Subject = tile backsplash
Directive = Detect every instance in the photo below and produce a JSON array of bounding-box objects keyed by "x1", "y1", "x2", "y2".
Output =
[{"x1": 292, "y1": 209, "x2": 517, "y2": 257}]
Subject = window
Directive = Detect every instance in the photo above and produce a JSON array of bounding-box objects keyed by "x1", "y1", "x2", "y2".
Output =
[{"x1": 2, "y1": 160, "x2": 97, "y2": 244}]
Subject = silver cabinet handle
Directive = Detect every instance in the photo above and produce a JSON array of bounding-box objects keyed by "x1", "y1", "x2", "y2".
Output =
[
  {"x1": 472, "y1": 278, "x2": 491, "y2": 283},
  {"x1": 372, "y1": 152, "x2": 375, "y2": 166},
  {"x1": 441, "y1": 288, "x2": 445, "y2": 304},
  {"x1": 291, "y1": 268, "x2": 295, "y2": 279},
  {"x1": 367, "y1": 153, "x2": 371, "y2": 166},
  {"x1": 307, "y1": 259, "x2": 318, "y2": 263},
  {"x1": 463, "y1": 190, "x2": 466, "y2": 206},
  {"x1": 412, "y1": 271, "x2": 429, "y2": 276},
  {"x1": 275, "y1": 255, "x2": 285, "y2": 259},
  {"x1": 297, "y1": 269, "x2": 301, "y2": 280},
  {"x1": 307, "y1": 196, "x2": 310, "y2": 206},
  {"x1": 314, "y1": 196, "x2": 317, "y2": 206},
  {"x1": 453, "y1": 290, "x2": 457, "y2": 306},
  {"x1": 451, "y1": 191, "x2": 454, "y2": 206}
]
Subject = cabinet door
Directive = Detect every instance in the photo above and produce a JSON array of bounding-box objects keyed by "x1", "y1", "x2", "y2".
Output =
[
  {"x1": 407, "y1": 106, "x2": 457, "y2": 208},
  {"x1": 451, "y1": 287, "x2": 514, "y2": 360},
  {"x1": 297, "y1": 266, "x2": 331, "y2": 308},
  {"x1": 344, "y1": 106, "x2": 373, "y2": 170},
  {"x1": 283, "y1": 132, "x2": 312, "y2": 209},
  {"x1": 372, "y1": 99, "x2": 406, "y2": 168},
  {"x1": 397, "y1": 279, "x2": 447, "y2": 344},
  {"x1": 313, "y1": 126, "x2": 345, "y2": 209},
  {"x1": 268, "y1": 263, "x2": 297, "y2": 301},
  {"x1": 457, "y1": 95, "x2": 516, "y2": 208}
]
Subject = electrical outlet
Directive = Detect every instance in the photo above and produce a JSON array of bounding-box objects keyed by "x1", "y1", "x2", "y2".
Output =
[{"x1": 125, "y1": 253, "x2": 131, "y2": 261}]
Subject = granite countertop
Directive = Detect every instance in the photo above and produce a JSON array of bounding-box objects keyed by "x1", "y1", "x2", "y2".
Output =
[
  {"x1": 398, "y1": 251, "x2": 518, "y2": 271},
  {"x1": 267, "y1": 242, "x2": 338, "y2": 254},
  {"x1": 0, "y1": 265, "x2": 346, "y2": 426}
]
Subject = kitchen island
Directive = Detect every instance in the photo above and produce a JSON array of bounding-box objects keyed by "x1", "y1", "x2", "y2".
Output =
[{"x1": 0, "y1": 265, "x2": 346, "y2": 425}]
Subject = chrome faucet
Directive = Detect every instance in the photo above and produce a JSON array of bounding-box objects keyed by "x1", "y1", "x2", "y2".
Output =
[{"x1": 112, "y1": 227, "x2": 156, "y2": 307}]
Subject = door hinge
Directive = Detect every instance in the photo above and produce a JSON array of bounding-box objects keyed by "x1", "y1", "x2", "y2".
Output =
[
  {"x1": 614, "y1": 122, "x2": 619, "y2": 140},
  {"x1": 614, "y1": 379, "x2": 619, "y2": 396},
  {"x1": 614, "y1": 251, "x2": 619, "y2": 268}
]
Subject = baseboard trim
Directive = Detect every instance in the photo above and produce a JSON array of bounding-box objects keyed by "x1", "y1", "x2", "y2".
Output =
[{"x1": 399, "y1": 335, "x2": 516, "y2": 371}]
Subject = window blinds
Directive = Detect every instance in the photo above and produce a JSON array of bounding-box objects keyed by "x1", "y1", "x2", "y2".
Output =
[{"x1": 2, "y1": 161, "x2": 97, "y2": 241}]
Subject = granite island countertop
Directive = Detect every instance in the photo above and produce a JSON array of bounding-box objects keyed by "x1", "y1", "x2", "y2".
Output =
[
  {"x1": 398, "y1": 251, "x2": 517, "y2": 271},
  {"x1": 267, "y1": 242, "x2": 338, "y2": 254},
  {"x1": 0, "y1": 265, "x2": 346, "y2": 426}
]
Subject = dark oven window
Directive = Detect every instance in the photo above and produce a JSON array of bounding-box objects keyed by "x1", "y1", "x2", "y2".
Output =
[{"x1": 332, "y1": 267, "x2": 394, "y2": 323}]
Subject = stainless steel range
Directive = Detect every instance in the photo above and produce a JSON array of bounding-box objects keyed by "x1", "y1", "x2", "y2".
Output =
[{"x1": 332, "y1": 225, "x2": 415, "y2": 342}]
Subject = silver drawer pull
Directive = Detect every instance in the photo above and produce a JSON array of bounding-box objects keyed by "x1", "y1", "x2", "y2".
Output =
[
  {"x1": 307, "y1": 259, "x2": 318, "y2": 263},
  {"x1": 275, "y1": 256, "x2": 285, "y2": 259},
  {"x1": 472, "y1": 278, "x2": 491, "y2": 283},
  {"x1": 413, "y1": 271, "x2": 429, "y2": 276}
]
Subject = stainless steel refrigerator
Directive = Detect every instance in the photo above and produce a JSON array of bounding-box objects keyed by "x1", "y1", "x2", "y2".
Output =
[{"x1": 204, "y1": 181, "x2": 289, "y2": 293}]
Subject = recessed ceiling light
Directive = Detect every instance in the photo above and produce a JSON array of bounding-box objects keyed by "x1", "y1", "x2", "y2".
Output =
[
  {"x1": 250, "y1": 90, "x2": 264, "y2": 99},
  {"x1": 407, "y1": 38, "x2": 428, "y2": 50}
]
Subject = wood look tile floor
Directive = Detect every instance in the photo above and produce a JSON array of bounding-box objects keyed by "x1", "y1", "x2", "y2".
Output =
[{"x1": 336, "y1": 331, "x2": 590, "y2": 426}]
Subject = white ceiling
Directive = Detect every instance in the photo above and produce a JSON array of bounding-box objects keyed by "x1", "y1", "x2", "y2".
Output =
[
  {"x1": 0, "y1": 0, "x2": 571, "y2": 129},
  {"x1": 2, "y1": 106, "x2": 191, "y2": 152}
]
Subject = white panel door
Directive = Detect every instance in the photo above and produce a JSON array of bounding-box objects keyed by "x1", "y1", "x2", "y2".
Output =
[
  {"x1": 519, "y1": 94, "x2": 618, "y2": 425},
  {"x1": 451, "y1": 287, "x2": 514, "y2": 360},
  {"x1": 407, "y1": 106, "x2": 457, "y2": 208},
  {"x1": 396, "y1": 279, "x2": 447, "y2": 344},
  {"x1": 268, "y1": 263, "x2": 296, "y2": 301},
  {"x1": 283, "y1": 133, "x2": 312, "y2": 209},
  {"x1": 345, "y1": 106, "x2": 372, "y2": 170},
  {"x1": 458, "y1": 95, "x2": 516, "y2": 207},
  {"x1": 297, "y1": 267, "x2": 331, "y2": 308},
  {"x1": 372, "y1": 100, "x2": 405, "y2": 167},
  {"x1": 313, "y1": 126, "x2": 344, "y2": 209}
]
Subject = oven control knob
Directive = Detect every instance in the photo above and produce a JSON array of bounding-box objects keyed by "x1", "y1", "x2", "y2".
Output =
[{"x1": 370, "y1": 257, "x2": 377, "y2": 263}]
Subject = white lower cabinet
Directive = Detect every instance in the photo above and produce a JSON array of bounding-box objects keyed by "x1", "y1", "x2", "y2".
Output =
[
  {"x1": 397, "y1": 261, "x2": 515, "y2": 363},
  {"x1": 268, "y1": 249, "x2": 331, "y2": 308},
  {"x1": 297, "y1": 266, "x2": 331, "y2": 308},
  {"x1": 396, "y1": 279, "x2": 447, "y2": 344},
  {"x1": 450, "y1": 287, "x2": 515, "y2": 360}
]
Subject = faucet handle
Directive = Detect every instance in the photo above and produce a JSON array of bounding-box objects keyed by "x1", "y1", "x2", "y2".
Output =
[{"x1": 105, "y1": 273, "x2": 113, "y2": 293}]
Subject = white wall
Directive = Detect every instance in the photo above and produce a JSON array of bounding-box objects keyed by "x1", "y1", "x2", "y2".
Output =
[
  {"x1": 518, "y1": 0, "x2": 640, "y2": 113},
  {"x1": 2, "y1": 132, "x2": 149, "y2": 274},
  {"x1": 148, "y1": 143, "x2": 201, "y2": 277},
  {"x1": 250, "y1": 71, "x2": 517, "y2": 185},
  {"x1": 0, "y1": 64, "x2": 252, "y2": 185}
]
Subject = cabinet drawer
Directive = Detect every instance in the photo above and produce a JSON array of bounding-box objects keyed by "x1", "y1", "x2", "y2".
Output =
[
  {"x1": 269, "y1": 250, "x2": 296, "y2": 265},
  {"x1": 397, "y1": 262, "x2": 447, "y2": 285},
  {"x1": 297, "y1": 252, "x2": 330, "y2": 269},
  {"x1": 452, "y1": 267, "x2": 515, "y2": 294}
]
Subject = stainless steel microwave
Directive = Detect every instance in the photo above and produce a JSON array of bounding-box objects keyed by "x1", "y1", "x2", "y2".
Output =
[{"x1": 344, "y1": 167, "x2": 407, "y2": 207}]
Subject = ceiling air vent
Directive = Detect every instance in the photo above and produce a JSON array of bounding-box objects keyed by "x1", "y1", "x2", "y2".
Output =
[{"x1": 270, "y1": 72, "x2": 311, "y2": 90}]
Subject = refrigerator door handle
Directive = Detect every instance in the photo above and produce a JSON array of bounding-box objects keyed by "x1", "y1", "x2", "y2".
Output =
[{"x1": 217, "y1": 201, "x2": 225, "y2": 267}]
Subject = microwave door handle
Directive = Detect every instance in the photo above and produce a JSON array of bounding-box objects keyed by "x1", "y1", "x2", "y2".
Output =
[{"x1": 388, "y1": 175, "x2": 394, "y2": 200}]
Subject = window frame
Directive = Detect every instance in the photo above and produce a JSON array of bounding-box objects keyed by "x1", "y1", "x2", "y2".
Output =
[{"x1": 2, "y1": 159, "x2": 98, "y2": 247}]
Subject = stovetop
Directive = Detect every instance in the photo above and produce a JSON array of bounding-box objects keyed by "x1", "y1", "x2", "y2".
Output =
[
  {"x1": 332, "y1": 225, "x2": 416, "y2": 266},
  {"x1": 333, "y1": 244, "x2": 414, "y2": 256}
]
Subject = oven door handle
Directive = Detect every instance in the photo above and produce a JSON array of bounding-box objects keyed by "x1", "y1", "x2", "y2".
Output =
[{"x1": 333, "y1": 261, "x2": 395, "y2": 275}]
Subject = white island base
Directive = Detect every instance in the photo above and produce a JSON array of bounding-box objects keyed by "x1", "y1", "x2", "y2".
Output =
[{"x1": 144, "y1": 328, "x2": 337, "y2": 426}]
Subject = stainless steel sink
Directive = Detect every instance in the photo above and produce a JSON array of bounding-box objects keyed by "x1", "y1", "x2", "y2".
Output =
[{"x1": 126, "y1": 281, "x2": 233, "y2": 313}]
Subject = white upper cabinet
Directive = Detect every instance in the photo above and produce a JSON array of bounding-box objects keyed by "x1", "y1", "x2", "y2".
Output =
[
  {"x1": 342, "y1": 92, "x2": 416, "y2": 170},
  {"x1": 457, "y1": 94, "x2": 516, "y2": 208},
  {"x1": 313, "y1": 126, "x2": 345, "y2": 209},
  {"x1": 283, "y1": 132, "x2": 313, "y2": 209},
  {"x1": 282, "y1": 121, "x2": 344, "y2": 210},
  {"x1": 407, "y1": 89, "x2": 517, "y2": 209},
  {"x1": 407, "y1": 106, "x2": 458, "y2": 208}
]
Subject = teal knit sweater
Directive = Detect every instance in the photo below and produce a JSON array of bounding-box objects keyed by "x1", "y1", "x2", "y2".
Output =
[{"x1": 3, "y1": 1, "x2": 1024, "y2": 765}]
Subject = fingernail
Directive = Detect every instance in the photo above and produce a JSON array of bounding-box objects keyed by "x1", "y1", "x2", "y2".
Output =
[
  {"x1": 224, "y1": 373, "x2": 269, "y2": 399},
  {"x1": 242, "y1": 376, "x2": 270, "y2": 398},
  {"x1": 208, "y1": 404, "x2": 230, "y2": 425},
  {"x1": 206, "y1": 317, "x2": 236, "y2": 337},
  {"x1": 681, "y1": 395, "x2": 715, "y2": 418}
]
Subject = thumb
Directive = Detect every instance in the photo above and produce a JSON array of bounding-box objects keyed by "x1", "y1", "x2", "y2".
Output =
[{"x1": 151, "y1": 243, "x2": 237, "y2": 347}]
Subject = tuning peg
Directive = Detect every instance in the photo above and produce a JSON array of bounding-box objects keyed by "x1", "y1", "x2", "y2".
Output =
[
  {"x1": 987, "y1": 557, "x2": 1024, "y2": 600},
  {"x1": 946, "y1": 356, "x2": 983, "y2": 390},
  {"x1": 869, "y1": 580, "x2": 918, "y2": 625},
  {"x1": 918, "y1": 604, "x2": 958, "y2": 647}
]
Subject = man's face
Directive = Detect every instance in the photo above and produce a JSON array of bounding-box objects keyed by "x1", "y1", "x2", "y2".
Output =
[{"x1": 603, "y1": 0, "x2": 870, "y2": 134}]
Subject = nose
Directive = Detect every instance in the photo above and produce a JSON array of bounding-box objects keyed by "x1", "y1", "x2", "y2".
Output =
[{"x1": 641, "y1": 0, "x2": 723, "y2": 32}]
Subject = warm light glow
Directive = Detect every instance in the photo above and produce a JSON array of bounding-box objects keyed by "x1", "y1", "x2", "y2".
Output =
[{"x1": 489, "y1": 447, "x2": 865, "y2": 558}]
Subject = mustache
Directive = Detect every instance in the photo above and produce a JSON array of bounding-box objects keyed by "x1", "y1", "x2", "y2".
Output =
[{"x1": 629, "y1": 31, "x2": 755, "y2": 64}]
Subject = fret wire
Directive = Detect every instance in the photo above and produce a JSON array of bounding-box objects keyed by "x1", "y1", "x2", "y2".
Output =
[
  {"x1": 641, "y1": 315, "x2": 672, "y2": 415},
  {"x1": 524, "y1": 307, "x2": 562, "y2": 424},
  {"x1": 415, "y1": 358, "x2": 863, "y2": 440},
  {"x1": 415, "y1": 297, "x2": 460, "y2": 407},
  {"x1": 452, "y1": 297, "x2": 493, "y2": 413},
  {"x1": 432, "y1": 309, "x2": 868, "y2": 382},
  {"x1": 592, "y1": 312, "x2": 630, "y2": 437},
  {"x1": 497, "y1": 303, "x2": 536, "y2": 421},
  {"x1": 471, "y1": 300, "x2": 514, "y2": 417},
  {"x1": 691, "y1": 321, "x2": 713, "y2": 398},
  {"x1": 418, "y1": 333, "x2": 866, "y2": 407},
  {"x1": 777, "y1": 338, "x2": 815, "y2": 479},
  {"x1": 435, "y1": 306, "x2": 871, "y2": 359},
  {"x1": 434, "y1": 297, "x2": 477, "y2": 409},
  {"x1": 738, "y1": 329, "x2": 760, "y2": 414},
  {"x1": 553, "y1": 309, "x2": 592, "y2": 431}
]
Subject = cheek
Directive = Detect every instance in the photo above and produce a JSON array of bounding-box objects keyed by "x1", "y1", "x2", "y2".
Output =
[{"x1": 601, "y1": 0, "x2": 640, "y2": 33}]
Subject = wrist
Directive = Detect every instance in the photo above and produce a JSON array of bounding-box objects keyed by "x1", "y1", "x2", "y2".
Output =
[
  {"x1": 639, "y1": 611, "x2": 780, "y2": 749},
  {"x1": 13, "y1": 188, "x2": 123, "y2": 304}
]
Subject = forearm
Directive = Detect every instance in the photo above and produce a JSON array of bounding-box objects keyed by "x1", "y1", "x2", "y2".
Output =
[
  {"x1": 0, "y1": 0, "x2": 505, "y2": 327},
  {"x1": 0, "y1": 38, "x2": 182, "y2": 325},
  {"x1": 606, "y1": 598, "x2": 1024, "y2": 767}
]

EXERCISE GOAL:
From the listing above, output exactly the run of lines that starts with the line containing "Subject = faucet handle" and ends with the line containing "Subject = microwave door handle".

YOUR SOLUTION:
Subject = faucet handle
Directive = Detect every instance in the photo above and produce a JSON array of bounding-box objects keyed by "x1", "y1", "x2", "y2".
Output =
[{"x1": 105, "y1": 273, "x2": 113, "y2": 293}]
Subject = white wall
Directive = Detect every instance in the photo above and produce a JSON array of bounding-box objects keyed by "x1", "y1", "x2", "y2".
Output =
[
  {"x1": 518, "y1": 0, "x2": 640, "y2": 113},
  {"x1": 2, "y1": 132, "x2": 149, "y2": 274},
  {"x1": 148, "y1": 143, "x2": 201, "y2": 277},
  {"x1": 250, "y1": 71, "x2": 517, "y2": 185},
  {"x1": 0, "y1": 64, "x2": 252, "y2": 185}
]
Subject = cabinet drawer
Directive = Detect every instance in the photo above and produce a JSON array of bounding-box objects keyed by "x1", "y1", "x2", "y2".
Output =
[
  {"x1": 269, "y1": 250, "x2": 296, "y2": 265},
  {"x1": 397, "y1": 262, "x2": 447, "y2": 285},
  {"x1": 297, "y1": 252, "x2": 330, "y2": 269},
  {"x1": 452, "y1": 267, "x2": 515, "y2": 294}
]
Subject = stainless steel microwave
Directive = Detect every instance in the photo above and produce a JSON array of bounding-box objects keyed by "x1", "y1", "x2", "y2".
Output =
[{"x1": 344, "y1": 167, "x2": 407, "y2": 207}]
Subject = ceiling air vent
Directive = Detect every instance in the photo above and produce a JSON array of bounding-box objects keyed by "x1", "y1", "x2", "y2".
Output =
[{"x1": 270, "y1": 72, "x2": 311, "y2": 90}]
Subject = refrigerator door handle
Directive = Detect every instance in the photo above and produce a JSON array of bounding-box objects keyed by "x1", "y1", "x2", "y2".
Output =
[{"x1": 217, "y1": 201, "x2": 225, "y2": 267}]
Subject = microwave door handle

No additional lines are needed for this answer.